**THE TASK**
Repeat each entry word for word; the images are not part of the copy.

Start of STORED DATA

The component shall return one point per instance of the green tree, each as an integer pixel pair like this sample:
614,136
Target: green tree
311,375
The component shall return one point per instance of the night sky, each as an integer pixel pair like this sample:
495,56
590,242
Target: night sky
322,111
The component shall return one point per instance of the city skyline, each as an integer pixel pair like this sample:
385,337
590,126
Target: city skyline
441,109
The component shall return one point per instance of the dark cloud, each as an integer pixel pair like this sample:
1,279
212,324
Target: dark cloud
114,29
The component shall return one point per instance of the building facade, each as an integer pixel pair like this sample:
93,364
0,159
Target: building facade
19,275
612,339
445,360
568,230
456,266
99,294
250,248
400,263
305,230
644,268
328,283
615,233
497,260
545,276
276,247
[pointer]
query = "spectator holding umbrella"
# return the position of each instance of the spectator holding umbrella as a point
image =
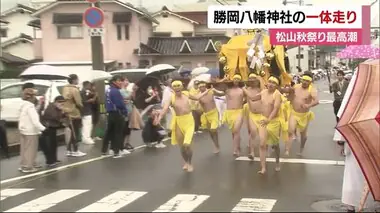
(53, 118)
(30, 128)
(117, 112)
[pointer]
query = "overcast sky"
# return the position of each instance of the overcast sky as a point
(149, 3)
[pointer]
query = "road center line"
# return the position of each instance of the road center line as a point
(296, 160)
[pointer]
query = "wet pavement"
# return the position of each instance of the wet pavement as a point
(152, 179)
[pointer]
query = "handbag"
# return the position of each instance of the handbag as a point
(135, 120)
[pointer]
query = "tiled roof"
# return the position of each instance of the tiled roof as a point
(3, 21)
(121, 3)
(21, 37)
(198, 16)
(17, 8)
(9, 58)
(180, 45)
(35, 23)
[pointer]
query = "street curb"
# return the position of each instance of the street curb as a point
(14, 149)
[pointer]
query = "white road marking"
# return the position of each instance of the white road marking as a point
(47, 201)
(113, 202)
(12, 192)
(295, 160)
(59, 168)
(326, 101)
(254, 205)
(182, 203)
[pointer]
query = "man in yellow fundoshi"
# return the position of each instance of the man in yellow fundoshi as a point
(270, 120)
(211, 114)
(253, 110)
(305, 97)
(182, 122)
(233, 116)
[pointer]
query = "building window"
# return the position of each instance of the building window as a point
(162, 34)
(187, 34)
(67, 31)
(186, 65)
(120, 29)
(126, 31)
(211, 64)
(3, 33)
(143, 64)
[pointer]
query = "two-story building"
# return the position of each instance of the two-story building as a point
(16, 36)
(182, 39)
(66, 39)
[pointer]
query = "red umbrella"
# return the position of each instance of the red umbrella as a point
(360, 123)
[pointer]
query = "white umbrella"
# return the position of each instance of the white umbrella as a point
(201, 77)
(44, 72)
(92, 75)
(199, 70)
(160, 69)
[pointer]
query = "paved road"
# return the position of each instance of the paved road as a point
(152, 179)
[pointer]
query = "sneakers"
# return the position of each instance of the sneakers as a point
(125, 152)
(117, 156)
(28, 170)
(89, 142)
(160, 145)
(78, 154)
(129, 147)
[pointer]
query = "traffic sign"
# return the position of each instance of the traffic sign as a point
(95, 32)
(93, 17)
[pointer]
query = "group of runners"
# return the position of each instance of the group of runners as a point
(272, 113)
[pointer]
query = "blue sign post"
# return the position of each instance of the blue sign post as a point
(94, 17)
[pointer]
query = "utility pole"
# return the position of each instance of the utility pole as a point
(300, 3)
(97, 49)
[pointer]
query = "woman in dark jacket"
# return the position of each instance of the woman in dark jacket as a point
(53, 118)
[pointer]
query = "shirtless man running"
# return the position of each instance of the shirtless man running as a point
(254, 113)
(302, 98)
(270, 120)
(183, 121)
(211, 113)
(234, 116)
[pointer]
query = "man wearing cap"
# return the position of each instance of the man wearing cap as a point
(117, 112)
(302, 98)
(73, 106)
(211, 114)
(233, 115)
(270, 120)
(182, 121)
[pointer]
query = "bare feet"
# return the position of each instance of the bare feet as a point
(190, 168)
(216, 150)
(185, 167)
(262, 171)
(251, 156)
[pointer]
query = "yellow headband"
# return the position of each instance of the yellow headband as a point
(307, 78)
(273, 79)
(238, 77)
(177, 84)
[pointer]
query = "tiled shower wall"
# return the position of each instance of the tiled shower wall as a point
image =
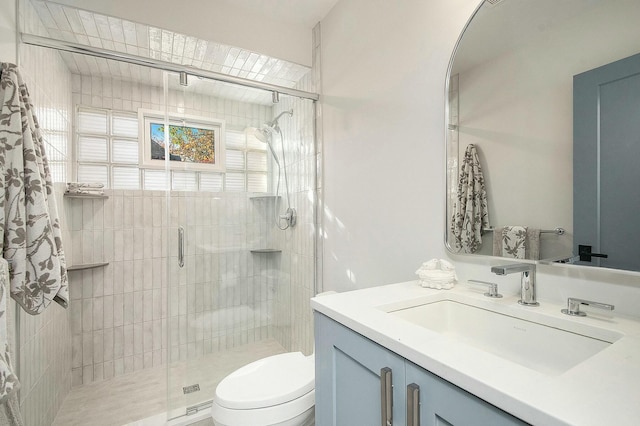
(43, 347)
(293, 326)
(130, 314)
(223, 298)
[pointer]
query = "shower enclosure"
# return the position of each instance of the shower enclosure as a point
(201, 257)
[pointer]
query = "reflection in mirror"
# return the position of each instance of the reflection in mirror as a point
(511, 96)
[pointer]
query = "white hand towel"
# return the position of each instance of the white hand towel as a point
(437, 273)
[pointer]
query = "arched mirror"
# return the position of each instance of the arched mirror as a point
(544, 117)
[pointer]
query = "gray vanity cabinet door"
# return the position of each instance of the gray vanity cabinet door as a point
(348, 377)
(444, 404)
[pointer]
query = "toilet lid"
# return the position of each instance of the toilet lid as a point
(267, 382)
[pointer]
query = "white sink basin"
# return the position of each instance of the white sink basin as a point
(548, 349)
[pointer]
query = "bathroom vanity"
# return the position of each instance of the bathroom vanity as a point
(402, 354)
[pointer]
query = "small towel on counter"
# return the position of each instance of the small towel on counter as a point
(517, 242)
(437, 273)
(470, 212)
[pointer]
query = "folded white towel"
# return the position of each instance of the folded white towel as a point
(437, 273)
(85, 191)
(85, 185)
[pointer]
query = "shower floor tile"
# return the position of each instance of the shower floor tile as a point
(135, 396)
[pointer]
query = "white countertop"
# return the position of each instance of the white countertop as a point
(602, 390)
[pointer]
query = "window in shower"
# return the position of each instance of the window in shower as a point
(108, 151)
(192, 143)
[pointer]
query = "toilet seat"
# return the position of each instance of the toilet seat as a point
(270, 391)
(267, 382)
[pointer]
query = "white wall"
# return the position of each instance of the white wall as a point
(213, 20)
(8, 32)
(383, 75)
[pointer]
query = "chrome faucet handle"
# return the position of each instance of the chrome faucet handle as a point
(493, 288)
(573, 306)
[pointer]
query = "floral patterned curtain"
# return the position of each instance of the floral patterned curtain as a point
(29, 226)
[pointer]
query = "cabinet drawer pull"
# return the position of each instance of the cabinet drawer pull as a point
(181, 246)
(386, 396)
(413, 405)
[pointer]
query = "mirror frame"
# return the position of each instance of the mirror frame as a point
(447, 177)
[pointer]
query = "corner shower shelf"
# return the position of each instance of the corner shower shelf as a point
(263, 197)
(83, 266)
(86, 196)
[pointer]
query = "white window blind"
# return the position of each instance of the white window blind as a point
(108, 149)
(234, 182)
(92, 149)
(92, 121)
(155, 180)
(184, 181)
(235, 159)
(257, 182)
(211, 182)
(93, 174)
(123, 125)
(257, 161)
(126, 177)
(124, 151)
(235, 140)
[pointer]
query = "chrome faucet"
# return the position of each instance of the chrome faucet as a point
(527, 280)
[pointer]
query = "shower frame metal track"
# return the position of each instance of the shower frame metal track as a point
(82, 49)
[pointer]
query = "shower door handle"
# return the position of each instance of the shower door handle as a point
(181, 246)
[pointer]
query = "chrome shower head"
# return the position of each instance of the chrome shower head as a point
(263, 134)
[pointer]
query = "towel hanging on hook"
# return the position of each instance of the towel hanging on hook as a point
(31, 237)
(470, 212)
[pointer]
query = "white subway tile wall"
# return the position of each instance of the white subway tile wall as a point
(224, 295)
(293, 319)
(136, 311)
(142, 310)
(43, 348)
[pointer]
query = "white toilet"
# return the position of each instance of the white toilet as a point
(274, 391)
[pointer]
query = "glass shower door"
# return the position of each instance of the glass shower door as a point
(221, 281)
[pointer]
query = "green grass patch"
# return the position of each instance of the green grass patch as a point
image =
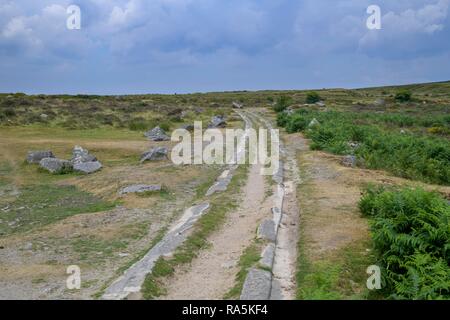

End of STORED DATA

**ANSWER TO THE PROBLEM**
The component shall return one point per instance of the green tree, each as an integer pixel pair like this sample:
614,136
Target: green tree
311,375
The component shall return one point per instance of the night sky, each as an integer pixel pair like this sample:
495,56
590,242
Target: night sky
322,111
The component shall return one point per instance of the city skyline, each as an integer pixel pair like this sample:
385,337
590,126
Target: city skyline
441,109
The component shall return one point per instance of the dark cloud, each as an integer pixel pair like this sample:
1,279
212,324
Target: dark cloud
114,29
The component shall return one point per instance of the building facade, each as an integer pixel pair like this sample:
93,364
0,159
Target: building facade
19,275
612,339
445,360
568,230
456,266
99,294
250,248
400,263
305,230
644,268
328,283
615,233
497,260
545,276
276,247
[pointer]
query = "spectator holding umbrella"
# return the position of each instance of the spectator holding umbrella as a point
image =
(53, 118)
(30, 128)
(117, 112)
[pointer]
query = "overcast sky"
# return the position of each instance of the overcast sky as a point
(149, 3)
[pointer]
query = "road center line"
# return the position of each instance of the road center line as a point
(296, 160)
[pointer]
query = "wet pavement"
# return the position of each instance of the wet pavement as a point
(152, 179)
[pointer]
query = "handbag"
# return the position of each instance of the handbag as a point
(135, 120)
[pointer]
query = "tiled roof"
# return the position of each instance of the tiled roof as a point
(3, 21)
(121, 3)
(21, 37)
(198, 16)
(17, 8)
(9, 58)
(180, 45)
(35, 23)
[pointer]
query = "street curb"
# return the position of each instance of the street curb as a point
(14, 149)
[pointer]
query = "white road marking"
# return the position of each instance of the white road marking as a point
(47, 201)
(113, 202)
(12, 192)
(295, 160)
(59, 168)
(326, 101)
(254, 205)
(182, 203)
[pointer]
query = "man in yellow fundoshi"
# return the position of each instance of the man in yellow fundoshi as a point
(270, 120)
(211, 114)
(253, 110)
(305, 97)
(182, 122)
(233, 116)
[pointer]
query = "building window"
# return the position of each instance of the building window as a point
(162, 34)
(187, 34)
(67, 31)
(186, 65)
(120, 29)
(126, 31)
(211, 64)
(3, 33)
(143, 64)
[pointer]
query = "two-story building"
# return the position of each instance of the two-story building as a point
(16, 36)
(182, 39)
(66, 39)
[pointer]
query = "red umbrella"
# return the position of each instance of the red umbrella as a point
(360, 123)
[pointer]
query = "white umbrella"
# return the position of each instance of the white umbrella as a point
(201, 77)
(44, 72)
(92, 75)
(199, 70)
(160, 69)
[pointer]
query = "paved road"
# return the position of each instance of the paved road as a point
(152, 179)
[pointer]
query = "sneakers"
# return the position of each instance of the sneakers as a point
(125, 152)
(117, 156)
(28, 170)
(89, 142)
(160, 145)
(78, 154)
(129, 147)
[pointer]
query = "traffic sign"
# return the position of each instance of the traffic sign as a point
(95, 32)
(93, 17)
[pointer]
query = "group of runners"
# return the position of each instance of the group of runners as a point
(272, 113)
[pointer]
query = "blue sign post"
# return the position of each instance of the blue sign post as a point
(94, 17)
[pointer]
query = "utility pole"
# return the position of each instance of the utility pole as a point
(300, 3)
(97, 49)
[pointer]
query = "woman in dark jacket"
# return the position of each instance of the woman in dark jacket as a point
(53, 118)
[pointer]
query = "shirtless man running"
# return the position of each instance of the shirtless man running as a point
(254, 113)
(302, 98)
(270, 120)
(183, 121)
(211, 113)
(234, 116)
[pointer]
query = "man wearing cap"
# return the position of each instance of the man wearing cap as a point
(117, 112)
(302, 98)
(73, 106)
(211, 114)
(233, 115)
(270, 120)
(182, 121)
[pointer]
query = "bare feet"
# return the position of each instance of the bare feet as a point
(190, 168)
(216, 150)
(185, 167)
(262, 171)
(251, 156)
[pointer]
query = "yellow headband"
# return the position of each instance of the yellow headband as a point
(307, 78)
(273, 79)
(238, 77)
(177, 84)
[pointer]
query = "tiled shower wall"
# return the position of each instance of the tiled shower wall as a point
image =
(43, 347)
(293, 326)
(130, 314)
(223, 298)
[pointer]
query = "shower enclosure"
# return the position of each instance of the shower enclosure as a point
(201, 257)
[pointer]
query = "reflection in mirror"
# return the position of each instance of the reflection in mirror as a point
(511, 96)
[pointer]
query = "white hand towel"
# return the position of each instance of the white hand towel as a point
(437, 273)
[pointer]
query = "arched mirror"
# return the position of each instance of the arched mirror as a point
(544, 117)
[pointer]
query = "gray vanity cabinet door"
# return the position of each instance of the gray vanity cabinet door as a point
(348, 377)
(444, 404)
[pointer]
query = "toilet lid"
# return the position of each instance of the toilet lid as a point
(267, 382)
[pointer]
query = "white sink basin"
# return the position of each instance of the white sink basin as a point
(548, 349)
[pointer]
query = "bathroom vanity"
# return the position of each instance of the bathroom vanity as a point
(402, 354)
[pointer]
query = "small towel on counter"
# return the position of each instance of the small towel on counter as a point
(517, 242)
(437, 273)
(470, 212)
[pointer]
query = "folded white towel"
# return the position of each instance of the folded white towel as a point
(437, 273)
(85, 191)
(85, 185)
[pointer]
query = "shower floor tile"
# return the position of each instance of the shower floor tile as a point
(135, 396)
[pointer]
query = "white countertop"
# return the position of each instance of the white countertop as a point
(602, 390)
[pointer]
query = "window in shower"
# return the position of each instance of the window in shower as a point
(108, 151)
(192, 143)
[pointer]
query = "toilet seat"
# return the position of each instance of the toilet seat as a point
(270, 391)
(267, 382)
[pointer]
query = "white wall"
# return the position of each instance of the white wall as a point
(213, 20)
(8, 32)
(383, 75)
[pointer]
query = "chrome faucet handle"
# return the position of each instance of the chrome faucet handle as a point
(493, 288)
(573, 306)
[pointer]
query = "floral patterned curtain"
# return the position of each instance of the floral patterned curtain as a point
(29, 226)
[pointer]
query = "cabinet drawer pull"
# return the position of each instance of the cabinet drawer pull as a point
(181, 246)
(386, 396)
(413, 405)
[pointer]
query = "mirror frame"
# return the position of each instance of the mirror frame as a point
(447, 177)
[pointer]
query = "corner shower shelf"
# return the position of each instance of the corner shower shelf as a point
(263, 197)
(83, 266)
(86, 196)
[pointer]
query = "white window blind"
# return the position of each instance of the white window blind as a point
(108, 149)
(234, 182)
(92, 149)
(92, 121)
(155, 180)
(184, 181)
(235, 159)
(257, 182)
(211, 182)
(93, 174)
(123, 125)
(257, 161)
(126, 177)
(124, 151)
(235, 140)
[pointer]
query = "chrome faucet"
# return the position of each instance of the chrome faucet as a point
(527, 280)
[pointer]
query = "shower frame metal track"
# return the position of each instance of the shower frame metal track as a point
(82, 49)
[pointer]
query = "shower door handle"
# return the position of each instance of the shower door handle as a point
(181, 246)
[pointer]
query = "chrome shower head"
# return the position of each instance of the chrome shower head as a point
(263, 134)
[pointer]
query = "towel hanging on hook"
# return the position of each instance of the towel hanging on hook as a point
(31, 237)
(470, 212)
[pointer]
query = "white subway tile wall"
# return the position of each instance of the white subway tile wall as a point
(224, 295)
(293, 319)
(136, 311)
(142, 310)
(43, 348)
[pointer]
query = "white toilet"
# return the position of each instance of the white toilet as a point
(274, 391)
[pointer]
query = "glass shower door"
# return the position of each instance of the glass shower door as a point
(221, 281)
[pointer]
query = "green grass patch"
# return the position of each instance of the green grass patch as a point
image =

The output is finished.